TIME:2026-06-22 17:55



(Image: The Jiangyin Port, located on the northern shore of Xinghua Bay in Fuqing City, as a cargo ship sets sail. Photo source: Fuqing City Convergence Media Center) 


Bays are critical areas for promoting the sustained improvement of the marine ecological environment. The "15th Five-Year Plan" proposes strengthening the overall planning for major bays. The "Action Plan for Enhancing the Construction of Beautiful Bays" specifies that by 2027, the construction of over 110 beautiful bays will be prioritized. 

In Jiangxia Village, Shapu Town, Fuqing City, Fuzhou, Fujian Province, aquaculture farmer Chen Yunbin looked out at the blue sea and calculated last year's harvest. "The yield per mu of kelp and gracilaria increased by over 20%, and the quality also improved. This is thanks to the improving water quality in Xinghua Bay," said Chen. 

The Fuzhou section of Xinghua Bay, where Jiangxia Village is located, has a mainland coastline that stretches from Shapu Town in the east to Xincuo Town in the west of Fuqing City. At the end of last year, the Fuzhou section of Xinghua Bay was designated as the fourth batch of national-level beautiful bays and was also awarded as an outstanding case of beautiful bay construction. While hosting a national-level port and industrial zone, this area has simultaneously seen its environment become cleaner and its industries shift towards greener practices, forming a development model for a green industrial-type beautiful bay.

══════

Exercise instructions:
1. Set down everything in the Xinghua Bay article from "(Image: The Jiangyin" down to "will be prioritized.".
2. In the Xinghua Bay article, by how much did the per-mu yield of kelp and gracilaria increase?
3. Write what comes next in the Xinghua Bay article, picking up after its final sentence.

(Dataset records)
══════

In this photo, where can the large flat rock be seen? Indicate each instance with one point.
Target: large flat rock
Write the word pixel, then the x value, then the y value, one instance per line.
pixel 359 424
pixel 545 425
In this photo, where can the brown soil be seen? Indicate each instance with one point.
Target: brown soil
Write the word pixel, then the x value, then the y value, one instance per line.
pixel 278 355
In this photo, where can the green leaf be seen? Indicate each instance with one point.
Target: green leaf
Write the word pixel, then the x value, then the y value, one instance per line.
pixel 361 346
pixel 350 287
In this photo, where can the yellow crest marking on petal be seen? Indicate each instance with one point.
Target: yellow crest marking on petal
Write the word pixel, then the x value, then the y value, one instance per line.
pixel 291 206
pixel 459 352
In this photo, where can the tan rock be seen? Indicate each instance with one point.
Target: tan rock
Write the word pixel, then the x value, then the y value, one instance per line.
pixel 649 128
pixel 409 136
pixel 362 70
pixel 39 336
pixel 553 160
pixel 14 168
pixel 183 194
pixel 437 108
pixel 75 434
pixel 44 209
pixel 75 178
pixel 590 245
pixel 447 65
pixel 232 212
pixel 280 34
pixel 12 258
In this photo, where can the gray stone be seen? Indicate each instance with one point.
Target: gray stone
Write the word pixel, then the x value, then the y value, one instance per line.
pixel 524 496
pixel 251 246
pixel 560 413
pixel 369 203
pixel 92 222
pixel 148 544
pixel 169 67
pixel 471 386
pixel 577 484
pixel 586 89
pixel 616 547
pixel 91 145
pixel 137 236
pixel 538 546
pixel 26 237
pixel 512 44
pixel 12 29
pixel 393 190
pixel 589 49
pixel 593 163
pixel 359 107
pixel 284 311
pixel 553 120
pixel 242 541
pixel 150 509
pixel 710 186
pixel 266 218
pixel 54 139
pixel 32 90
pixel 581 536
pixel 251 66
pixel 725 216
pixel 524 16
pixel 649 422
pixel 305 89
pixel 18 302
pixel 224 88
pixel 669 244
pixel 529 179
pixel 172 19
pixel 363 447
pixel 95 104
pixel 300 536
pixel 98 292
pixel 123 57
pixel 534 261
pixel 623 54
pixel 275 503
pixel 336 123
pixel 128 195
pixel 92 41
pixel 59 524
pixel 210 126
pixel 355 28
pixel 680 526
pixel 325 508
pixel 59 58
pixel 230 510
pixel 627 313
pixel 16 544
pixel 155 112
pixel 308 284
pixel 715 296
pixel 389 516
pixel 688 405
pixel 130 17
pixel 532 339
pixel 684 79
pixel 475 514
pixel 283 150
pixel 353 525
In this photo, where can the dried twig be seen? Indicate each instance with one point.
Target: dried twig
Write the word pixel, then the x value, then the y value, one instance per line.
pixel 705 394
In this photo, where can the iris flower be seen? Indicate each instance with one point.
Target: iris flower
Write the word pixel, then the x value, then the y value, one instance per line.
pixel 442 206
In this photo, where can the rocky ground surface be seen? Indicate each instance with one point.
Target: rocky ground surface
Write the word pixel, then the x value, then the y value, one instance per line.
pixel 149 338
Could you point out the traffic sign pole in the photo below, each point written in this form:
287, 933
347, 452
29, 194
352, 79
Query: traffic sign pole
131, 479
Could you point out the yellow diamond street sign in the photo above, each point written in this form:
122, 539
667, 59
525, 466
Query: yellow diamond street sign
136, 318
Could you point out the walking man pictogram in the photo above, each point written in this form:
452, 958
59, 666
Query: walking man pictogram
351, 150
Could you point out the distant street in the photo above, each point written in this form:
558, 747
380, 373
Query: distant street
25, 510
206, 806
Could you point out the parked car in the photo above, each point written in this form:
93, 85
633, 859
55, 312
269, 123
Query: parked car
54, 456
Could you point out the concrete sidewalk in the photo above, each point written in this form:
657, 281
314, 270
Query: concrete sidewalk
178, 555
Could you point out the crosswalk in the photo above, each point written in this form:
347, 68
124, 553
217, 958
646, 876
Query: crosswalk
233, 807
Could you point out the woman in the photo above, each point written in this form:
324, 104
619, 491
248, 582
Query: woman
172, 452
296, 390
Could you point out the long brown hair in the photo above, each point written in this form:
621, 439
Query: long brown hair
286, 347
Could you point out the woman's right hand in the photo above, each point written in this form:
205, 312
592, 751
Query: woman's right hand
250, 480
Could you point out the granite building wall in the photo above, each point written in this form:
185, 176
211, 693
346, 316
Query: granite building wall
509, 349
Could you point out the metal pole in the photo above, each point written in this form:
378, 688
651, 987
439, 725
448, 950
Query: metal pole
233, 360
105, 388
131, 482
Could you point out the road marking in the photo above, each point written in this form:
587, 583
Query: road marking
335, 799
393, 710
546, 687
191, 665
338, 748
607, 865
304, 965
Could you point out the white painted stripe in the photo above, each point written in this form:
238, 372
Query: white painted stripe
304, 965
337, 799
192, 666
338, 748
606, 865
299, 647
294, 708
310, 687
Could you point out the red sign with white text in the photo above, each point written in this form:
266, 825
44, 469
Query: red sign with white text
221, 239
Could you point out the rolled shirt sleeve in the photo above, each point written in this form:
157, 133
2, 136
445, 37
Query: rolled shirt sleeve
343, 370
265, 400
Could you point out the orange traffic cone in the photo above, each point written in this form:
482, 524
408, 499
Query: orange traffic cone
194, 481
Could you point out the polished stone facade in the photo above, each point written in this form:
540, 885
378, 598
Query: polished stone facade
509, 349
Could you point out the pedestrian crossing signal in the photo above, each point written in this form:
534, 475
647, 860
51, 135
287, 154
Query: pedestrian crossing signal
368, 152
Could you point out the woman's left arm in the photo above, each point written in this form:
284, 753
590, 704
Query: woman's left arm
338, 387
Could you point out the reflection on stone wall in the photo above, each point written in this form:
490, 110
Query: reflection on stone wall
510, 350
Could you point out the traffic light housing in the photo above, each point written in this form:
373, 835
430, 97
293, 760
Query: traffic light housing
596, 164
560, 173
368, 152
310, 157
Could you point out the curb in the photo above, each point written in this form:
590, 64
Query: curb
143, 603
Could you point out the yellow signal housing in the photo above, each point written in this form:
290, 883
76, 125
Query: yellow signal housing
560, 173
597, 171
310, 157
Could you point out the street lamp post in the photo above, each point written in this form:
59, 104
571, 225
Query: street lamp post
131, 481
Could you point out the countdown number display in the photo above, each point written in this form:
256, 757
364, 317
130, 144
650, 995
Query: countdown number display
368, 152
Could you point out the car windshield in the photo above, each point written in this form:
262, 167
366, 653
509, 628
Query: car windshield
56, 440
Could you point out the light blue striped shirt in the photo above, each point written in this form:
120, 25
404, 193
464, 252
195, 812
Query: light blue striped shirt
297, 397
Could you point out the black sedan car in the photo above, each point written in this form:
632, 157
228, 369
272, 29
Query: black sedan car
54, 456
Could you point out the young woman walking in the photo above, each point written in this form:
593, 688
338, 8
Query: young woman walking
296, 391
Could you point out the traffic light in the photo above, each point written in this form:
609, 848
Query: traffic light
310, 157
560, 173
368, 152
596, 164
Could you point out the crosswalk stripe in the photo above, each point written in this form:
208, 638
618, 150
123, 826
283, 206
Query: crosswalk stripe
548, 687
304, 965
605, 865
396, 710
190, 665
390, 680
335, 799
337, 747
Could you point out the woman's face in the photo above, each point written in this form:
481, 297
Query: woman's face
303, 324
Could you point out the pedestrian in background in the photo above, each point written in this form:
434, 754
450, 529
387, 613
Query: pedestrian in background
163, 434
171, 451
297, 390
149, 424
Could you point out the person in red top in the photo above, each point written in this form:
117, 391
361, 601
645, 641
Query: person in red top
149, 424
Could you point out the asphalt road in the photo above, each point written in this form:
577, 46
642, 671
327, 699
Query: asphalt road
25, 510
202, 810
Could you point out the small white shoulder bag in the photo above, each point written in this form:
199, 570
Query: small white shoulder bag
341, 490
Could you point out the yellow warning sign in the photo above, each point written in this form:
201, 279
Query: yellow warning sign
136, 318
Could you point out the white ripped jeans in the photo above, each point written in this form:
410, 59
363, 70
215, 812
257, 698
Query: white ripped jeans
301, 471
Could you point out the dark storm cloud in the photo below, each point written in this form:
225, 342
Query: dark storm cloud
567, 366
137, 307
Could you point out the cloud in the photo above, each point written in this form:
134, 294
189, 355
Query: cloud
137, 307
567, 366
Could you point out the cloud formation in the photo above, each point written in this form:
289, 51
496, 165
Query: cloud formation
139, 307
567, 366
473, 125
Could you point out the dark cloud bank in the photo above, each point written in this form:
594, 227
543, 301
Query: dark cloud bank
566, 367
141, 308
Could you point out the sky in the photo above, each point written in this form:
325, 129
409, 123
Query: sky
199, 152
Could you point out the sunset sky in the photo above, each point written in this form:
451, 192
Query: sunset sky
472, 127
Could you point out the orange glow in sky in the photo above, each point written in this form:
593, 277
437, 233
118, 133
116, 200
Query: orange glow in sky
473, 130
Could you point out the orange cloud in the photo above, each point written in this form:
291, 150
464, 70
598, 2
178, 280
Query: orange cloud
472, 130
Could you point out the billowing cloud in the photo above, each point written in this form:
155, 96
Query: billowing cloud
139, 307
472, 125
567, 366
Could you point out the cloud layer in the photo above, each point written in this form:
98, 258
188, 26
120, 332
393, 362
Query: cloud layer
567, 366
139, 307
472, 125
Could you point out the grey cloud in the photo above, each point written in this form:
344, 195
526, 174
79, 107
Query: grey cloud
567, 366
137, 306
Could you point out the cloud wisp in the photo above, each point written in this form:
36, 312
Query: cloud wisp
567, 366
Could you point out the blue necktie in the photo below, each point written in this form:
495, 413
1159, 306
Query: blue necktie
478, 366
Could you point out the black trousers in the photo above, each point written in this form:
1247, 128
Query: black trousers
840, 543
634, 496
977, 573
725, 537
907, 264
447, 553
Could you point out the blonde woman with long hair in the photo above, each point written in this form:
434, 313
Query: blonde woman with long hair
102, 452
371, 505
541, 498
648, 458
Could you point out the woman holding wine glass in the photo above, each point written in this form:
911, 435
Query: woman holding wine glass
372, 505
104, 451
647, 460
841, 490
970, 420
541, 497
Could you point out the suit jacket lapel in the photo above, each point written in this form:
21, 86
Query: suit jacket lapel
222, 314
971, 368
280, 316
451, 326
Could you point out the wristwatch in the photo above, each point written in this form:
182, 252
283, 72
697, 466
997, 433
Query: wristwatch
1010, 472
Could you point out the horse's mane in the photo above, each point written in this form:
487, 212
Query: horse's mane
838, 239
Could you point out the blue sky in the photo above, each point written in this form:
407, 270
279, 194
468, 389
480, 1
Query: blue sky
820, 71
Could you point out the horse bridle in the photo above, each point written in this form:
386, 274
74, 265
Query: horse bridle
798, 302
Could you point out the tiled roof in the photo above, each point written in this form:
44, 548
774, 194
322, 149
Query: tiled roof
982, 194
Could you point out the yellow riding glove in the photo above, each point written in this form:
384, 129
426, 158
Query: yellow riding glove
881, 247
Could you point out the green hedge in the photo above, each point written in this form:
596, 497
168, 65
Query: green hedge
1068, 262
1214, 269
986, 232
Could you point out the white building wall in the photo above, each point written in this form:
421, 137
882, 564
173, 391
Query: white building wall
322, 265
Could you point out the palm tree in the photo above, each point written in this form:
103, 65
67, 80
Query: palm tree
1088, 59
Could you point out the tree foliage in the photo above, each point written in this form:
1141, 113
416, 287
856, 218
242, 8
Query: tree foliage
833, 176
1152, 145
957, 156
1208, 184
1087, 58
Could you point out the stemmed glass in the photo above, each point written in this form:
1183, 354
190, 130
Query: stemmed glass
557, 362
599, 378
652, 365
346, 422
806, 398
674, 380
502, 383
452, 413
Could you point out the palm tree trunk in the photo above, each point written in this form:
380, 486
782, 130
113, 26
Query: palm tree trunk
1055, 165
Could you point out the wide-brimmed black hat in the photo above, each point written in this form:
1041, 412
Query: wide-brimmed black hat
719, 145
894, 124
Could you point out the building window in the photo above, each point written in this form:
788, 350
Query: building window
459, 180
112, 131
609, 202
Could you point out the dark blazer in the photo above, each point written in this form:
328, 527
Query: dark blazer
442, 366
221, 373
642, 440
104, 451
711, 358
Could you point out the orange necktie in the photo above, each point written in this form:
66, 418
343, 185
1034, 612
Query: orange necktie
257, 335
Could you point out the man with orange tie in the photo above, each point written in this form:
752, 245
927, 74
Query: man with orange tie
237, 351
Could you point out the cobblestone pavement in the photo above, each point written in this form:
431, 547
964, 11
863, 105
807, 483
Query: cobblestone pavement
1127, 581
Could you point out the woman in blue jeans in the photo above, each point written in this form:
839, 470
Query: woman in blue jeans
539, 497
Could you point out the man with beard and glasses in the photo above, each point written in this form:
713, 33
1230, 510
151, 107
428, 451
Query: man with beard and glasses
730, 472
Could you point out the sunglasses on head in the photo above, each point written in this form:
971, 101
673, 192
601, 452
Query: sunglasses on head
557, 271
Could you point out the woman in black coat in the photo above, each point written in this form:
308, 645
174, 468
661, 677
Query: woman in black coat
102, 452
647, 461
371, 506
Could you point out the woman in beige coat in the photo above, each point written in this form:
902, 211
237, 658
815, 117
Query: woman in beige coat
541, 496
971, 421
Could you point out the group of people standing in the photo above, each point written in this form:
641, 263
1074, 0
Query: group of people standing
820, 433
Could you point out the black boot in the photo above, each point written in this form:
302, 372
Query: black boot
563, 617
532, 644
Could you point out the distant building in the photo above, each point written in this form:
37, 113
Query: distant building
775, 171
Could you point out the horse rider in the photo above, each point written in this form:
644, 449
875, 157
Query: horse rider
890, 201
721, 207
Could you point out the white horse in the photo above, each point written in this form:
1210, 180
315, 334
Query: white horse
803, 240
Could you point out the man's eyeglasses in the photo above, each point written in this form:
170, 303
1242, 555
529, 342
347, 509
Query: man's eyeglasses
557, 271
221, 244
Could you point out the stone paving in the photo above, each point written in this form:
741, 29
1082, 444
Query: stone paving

══════

Responses for each task:
1.
(Image: The Jiangyin Port, located on the northern shore of Xinghua Bay in Fuqing City, as a cargo ship sets sail. Photo source: Fuqing City Convergence Media Center) 


Bays are critical areas for promoting the sustained improvement of the marine ecological environment. The "15th Five-Year Plan" proposes strengthening the overall planning for major bays. The "Action Plan for Enhancing the Construction of Beautiful Bays" specifies that by 2027, the construction of over 110 beautiful bays will be prioritized.

2. By over 20%.

3.
Addressing Both Symptoms and Root Causes: Clean Seas and Ecological Protection 

Having been in the aquaculture business for over 20 years, Chen Yunbin's biggest fear is typhoon season. "When a typhoon hits, the wind and waves wash debris from the sea into the nearshore waters, often tearing the kelp and gracilaria," Chen said. He also noted the trouble caused by floating foam buoys drifting on the sea. "When foam particles shed from the buoys stick to the kelp and gracilaria, it hinders their growth and causes significant losses." 

"Shapu Town has a marine aquaculture area of 24,000 mu," explained Lin Jicai, Level II Principal Staff Member of Shapu Town. During typhoon seasons or astronomical high tides, the coastline is prone to accumulating marine litter such as foam buoys and discarded fishing nets, which negatively impacts the growth of marine products. 

At the end of 2021, Fuzhou City established maritime sanitation teams organized by county (city, district), and Fuqing City also fully rolled out its maritime sanitation efforts. "Shapu Town has deployed 20 professional sanitation workers, one compactor truck, and two collection vessels to carry out patrol-based cleaning of the sea surface and shoreline within 200 meters of the coast on a rotating basis, achieving normalized cleaning across the entire shoreline," Lin Jicai said. 

Addressing the symptoms was only half the battle; tackling the root causes was also essential. 

Starting at the end of 2021, Fuqing City initiated an upgrade program for marine aquaculture, converting traditional fishing rafts into plastic aquaculture rafts and upgrading the foam buoys used for long-line suspended culture to environmentally friendly plastic buoys.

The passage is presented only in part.